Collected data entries
..............................
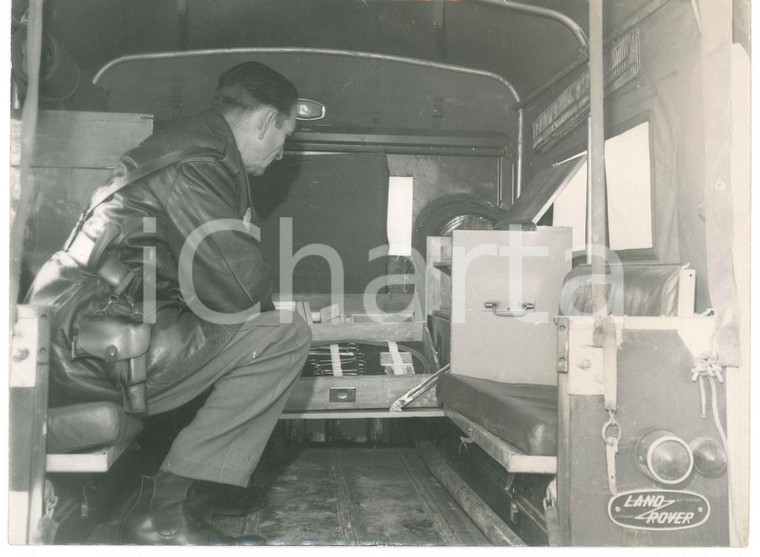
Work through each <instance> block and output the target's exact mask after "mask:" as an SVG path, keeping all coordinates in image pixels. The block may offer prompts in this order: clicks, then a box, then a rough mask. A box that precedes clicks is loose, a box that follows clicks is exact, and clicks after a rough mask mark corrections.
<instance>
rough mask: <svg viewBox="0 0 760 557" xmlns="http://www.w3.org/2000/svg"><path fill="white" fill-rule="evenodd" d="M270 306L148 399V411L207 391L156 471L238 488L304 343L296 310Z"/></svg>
mask: <svg viewBox="0 0 760 557" xmlns="http://www.w3.org/2000/svg"><path fill="white" fill-rule="evenodd" d="M285 313H286V312H282V311H271V312H265V313H262V314H260V315H259V316H258V317H256V318H255V319H252V320H250V321H247V322H246V323H244V324H243V325H242V326H241V327H240V330H239V331H238V332H237V334H236V335H235V336H234V337H233V338H232V340H231V341H230V342H229V344H228V345H227V346H226V347H225V349H224V350H223V351H222V352H221V353H219V354H218V355H217V356H216V357H215V358H214V359H213V360H211V361H210V362H209V363H208V364H206V365H205V366H204V367H202V368H201V369H199V370H198V371H196V372H195V373H193V374H192V375H190V376H189V377H187V378H186V379H184V380H183V381H182V382H180V383H178V384H176V385H174V386H172V387H170V388H169V389H168V390H165V391H163V392H161V393H160V394H157V395H153V396H150V395H149V398H148V408H149V413H150V414H159V413H162V412H166V411H168V410H172V409H174V408H177V407H178V406H181V405H182V404H184V403H185V402H187V401H189V400H191V399H193V398H195V397H196V396H198V395H199V394H201V393H202V392H204V391H205V390H206V389H208V387H209V386H211V385H213V386H214V388H213V391H212V392H211V394H210V396H209V397H208V399H207V400H206V402H205V404H204V405H203V407H202V408H201V409H200V410H199V411H198V413H197V414H196V416H195V419H194V420H193V421H192V422H191V423H190V425H188V426H187V427H186V428H184V429H183V430H182V431H181V432H180V433H179V435H178V436H177V438H176V439H175V440H174V443H173V444H172V447H171V450H170V451H169V454H168V455H167V457H166V459H165V460H164V462H163V464H162V465H161V470H162V471H164V472H170V473H172V474H178V475H180V476H185V477H189V478H195V479H198V480H208V481H212V482H220V483H226V484H233V485H238V486H246V485H247V484H248V479H249V477H250V476H251V474H252V473H253V471H254V469H255V468H256V465H257V464H258V462H259V459H260V458H261V454H262V452H263V451H264V447H265V446H266V443H267V440H268V439H269V436H270V435H271V434H272V430H273V429H274V426H275V425H276V424H277V420H278V418H279V417H280V414H281V413H282V410H283V408H284V406H285V403H286V402H287V400H288V397H289V396H290V393H291V391H292V388H293V385H294V384H295V381H296V379H298V376H299V374H300V372H301V369H302V368H303V365H304V363H305V361H306V356H307V354H308V352H309V348H310V346H311V330H310V329H309V326H308V325H307V324H306V322H305V321H304V320H303V319H301V318H300V317H299V316H298V315H293V314H289V315H284V314H285Z"/></svg>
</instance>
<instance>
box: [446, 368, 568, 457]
mask: <svg viewBox="0 0 760 557" xmlns="http://www.w3.org/2000/svg"><path fill="white" fill-rule="evenodd" d="M436 388H437V390H438V400H440V401H441V402H442V403H443V407H444V408H448V409H451V410H455V411H457V412H459V413H460V414H462V415H463V416H464V417H466V418H468V419H470V420H472V421H473V422H475V423H476V424H478V425H480V426H482V427H483V428H485V429H486V430H488V431H489V432H490V433H492V434H494V435H495V436H496V437H498V438H500V439H503V440H504V441H506V442H507V443H509V444H510V445H512V446H513V447H516V448H517V449H519V450H520V451H522V452H524V453H525V454H528V455H534V456H555V455H556V454H557V387H553V386H551V385H530V384H526V383H521V384H518V383H501V382H499V381H492V380H490V379H480V378H478V377H467V376H465V375H450V374H446V375H443V376H442V377H441V379H440V380H439V381H438V384H437V387H436Z"/></svg>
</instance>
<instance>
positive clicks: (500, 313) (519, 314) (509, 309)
mask: <svg viewBox="0 0 760 557" xmlns="http://www.w3.org/2000/svg"><path fill="white" fill-rule="evenodd" d="M520 307H521V309H519V310H513V309H511V308H507V309H506V310H503V311H500V310H499V309H498V308H499V302H485V304H483V309H484V310H486V311H487V310H491V311H492V312H493V314H494V315H498V316H499V317H525V316H526V315H527V314H528V312H529V311H534V310H535V309H536V303H535V302H525V303H523V304H521V305H520Z"/></svg>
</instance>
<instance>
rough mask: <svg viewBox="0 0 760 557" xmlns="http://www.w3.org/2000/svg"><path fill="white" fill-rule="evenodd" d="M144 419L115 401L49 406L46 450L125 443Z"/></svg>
mask: <svg viewBox="0 0 760 557" xmlns="http://www.w3.org/2000/svg"><path fill="white" fill-rule="evenodd" d="M142 428H143V420H142V419H140V418H138V417H135V416H131V415H129V414H126V413H125V412H124V410H123V409H122V408H121V406H119V405H118V404H115V403H113V402H86V403H82V404H72V405H70V406H61V407H59V408H51V409H49V410H48V433H47V452H48V453H66V452H73V451H83V450H85V449H95V448H98V447H105V446H108V445H117V444H121V443H126V442H127V441H131V440H132V439H134V438H135V437H136V436H137V434H138V433H140V431H142Z"/></svg>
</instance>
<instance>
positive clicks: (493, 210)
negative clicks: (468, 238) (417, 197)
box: [412, 193, 506, 258]
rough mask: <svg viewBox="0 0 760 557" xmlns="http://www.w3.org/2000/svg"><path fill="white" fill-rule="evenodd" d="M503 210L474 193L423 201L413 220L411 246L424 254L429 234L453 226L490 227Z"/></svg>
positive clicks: (425, 249)
mask: <svg viewBox="0 0 760 557" xmlns="http://www.w3.org/2000/svg"><path fill="white" fill-rule="evenodd" d="M505 214H506V213H505V212H504V211H502V210H501V209H499V208H498V207H496V206H495V205H491V204H490V203H488V202H486V201H483V200H481V199H478V198H477V197H475V196H474V195H470V194H466V193H461V194H452V195H446V196H444V197H440V198H438V199H436V200H434V201H431V202H430V203H428V204H427V205H425V207H424V208H423V209H422V211H421V212H420V214H419V215H418V216H417V219H416V220H415V221H414V233H413V234H412V246H413V247H414V249H416V250H417V251H418V252H419V253H420V255H422V257H423V258H424V257H426V245H427V237H428V236H451V233H452V232H453V231H454V230H492V229H493V227H494V224H496V222H497V221H498V220H499V219H501V218H503V217H504V215H505Z"/></svg>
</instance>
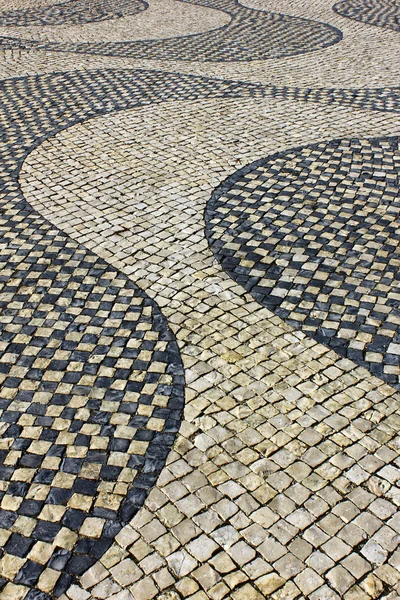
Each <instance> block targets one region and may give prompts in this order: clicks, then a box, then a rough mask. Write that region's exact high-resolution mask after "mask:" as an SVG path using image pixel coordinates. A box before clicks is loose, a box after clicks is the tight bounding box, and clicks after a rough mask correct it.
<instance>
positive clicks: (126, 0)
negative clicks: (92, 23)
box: [0, 0, 148, 27]
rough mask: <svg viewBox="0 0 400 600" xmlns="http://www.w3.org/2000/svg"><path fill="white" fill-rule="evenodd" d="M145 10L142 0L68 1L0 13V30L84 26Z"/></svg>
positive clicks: (73, 0)
mask: <svg viewBox="0 0 400 600" xmlns="http://www.w3.org/2000/svg"><path fill="white" fill-rule="evenodd" d="M146 8H148V4H147V2H145V0H94V1H93V0H92V1H91V2H90V5H89V4H88V2H87V0H68V1H67V2H62V3H59V4H50V5H49V6H43V7H40V6H39V7H36V8H26V9H23V10H7V11H0V27H7V26H13V27H27V26H38V25H39V26H40V25H47V26H48V25H84V24H85V23H94V22H97V21H106V20H109V19H117V18H119V17H124V16H128V15H136V14H138V13H140V12H143V11H144V10H146Z"/></svg>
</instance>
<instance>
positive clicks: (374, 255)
..............................
◆ PROBLEM TO WORK ON
Whenever the word "negative" appears in a line above, copy that line.

◆ ANSWER TO THIS PROBLEM
negative clicks: (468, 238) (417, 197)
negative clicks: (92, 23)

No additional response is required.